A run of records:
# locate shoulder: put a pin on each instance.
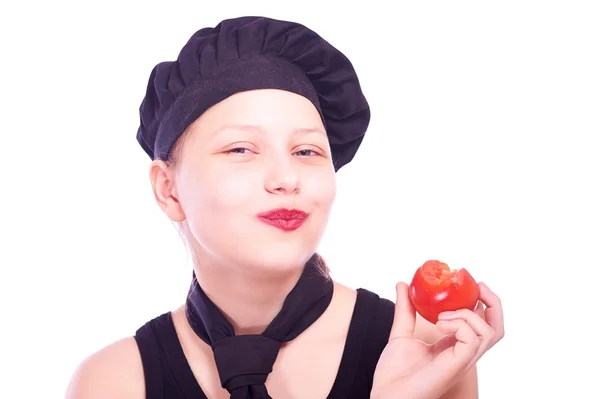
(115, 371)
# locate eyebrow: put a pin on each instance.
(254, 128)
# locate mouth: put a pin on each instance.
(284, 219)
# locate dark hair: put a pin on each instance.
(172, 160)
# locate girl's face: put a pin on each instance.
(254, 152)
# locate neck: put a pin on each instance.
(250, 300)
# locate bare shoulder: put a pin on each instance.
(115, 371)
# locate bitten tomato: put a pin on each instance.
(435, 289)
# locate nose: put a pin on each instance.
(282, 178)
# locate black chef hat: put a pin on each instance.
(253, 53)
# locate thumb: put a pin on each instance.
(404, 314)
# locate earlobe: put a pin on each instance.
(163, 187)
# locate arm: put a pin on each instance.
(467, 388)
(115, 372)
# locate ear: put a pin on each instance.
(162, 178)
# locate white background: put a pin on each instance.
(483, 152)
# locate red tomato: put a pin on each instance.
(436, 289)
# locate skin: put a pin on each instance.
(253, 152)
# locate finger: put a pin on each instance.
(494, 314)
(404, 314)
(480, 310)
(476, 322)
(464, 350)
(485, 333)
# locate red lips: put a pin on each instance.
(284, 219)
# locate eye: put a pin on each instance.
(307, 152)
(238, 150)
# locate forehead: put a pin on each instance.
(267, 107)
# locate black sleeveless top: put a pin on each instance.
(168, 375)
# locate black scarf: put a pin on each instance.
(245, 361)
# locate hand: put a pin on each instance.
(411, 369)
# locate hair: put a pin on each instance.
(173, 160)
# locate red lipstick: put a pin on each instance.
(284, 219)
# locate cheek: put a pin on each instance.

TASK DETAILS » Without the pictures, retype the whole of the material above exactly.

EXPECTED ANSWER »
# locate shoulder: put a pin on each instance.
(115, 371)
# locate eyebrow: put a pin on each instance.
(254, 128)
# locate mouth: put a pin on each instance.
(284, 219)
# locate dark hair: put a pin on each instance.
(172, 160)
# locate girl's face: put a pin on each instance.
(254, 152)
# locate neck: put a pin on each instance.
(250, 300)
# locate bare shoulder: put a pin on each instance.
(115, 371)
# locate bitten tomato: put a pin on each instance.
(435, 289)
# locate nose: put a pin on each instance.
(282, 178)
# locate black chef hat: put a pin on each instance.
(253, 53)
# locate thumb: put a pin on each instance.
(404, 314)
# locate earlobe: put a pin on each instance.
(163, 187)
# locate arm: put a pin on each instance.
(467, 388)
(115, 372)
# locate ear: put a pin on each instance.
(162, 178)
# locate white background: put a pin on each instance.
(483, 152)
# locate red tomato: put a pin on each instance.
(436, 289)
# locate skin: put a pin on each instance.
(253, 152)
# locate finger: put a pin on each instance.
(494, 314)
(404, 314)
(480, 310)
(476, 322)
(464, 350)
(485, 333)
# locate red lips: put a pin on each instance.
(284, 219)
# locate eye: put a pin on each instance.
(307, 152)
(238, 150)
# locate forehead: put a pin on each instance.
(267, 107)
# locate black sleeveless top: put a pin on each instance.
(168, 375)
# locate black scarf: put a pin on each instance.
(245, 361)
# locate hand: put a pin on each instance.
(411, 369)
# locate hair: put a pin on each instance.
(173, 160)
# locate red lipstick: put a pin on each instance.
(284, 219)
# locate cheek: put a pin on each instance.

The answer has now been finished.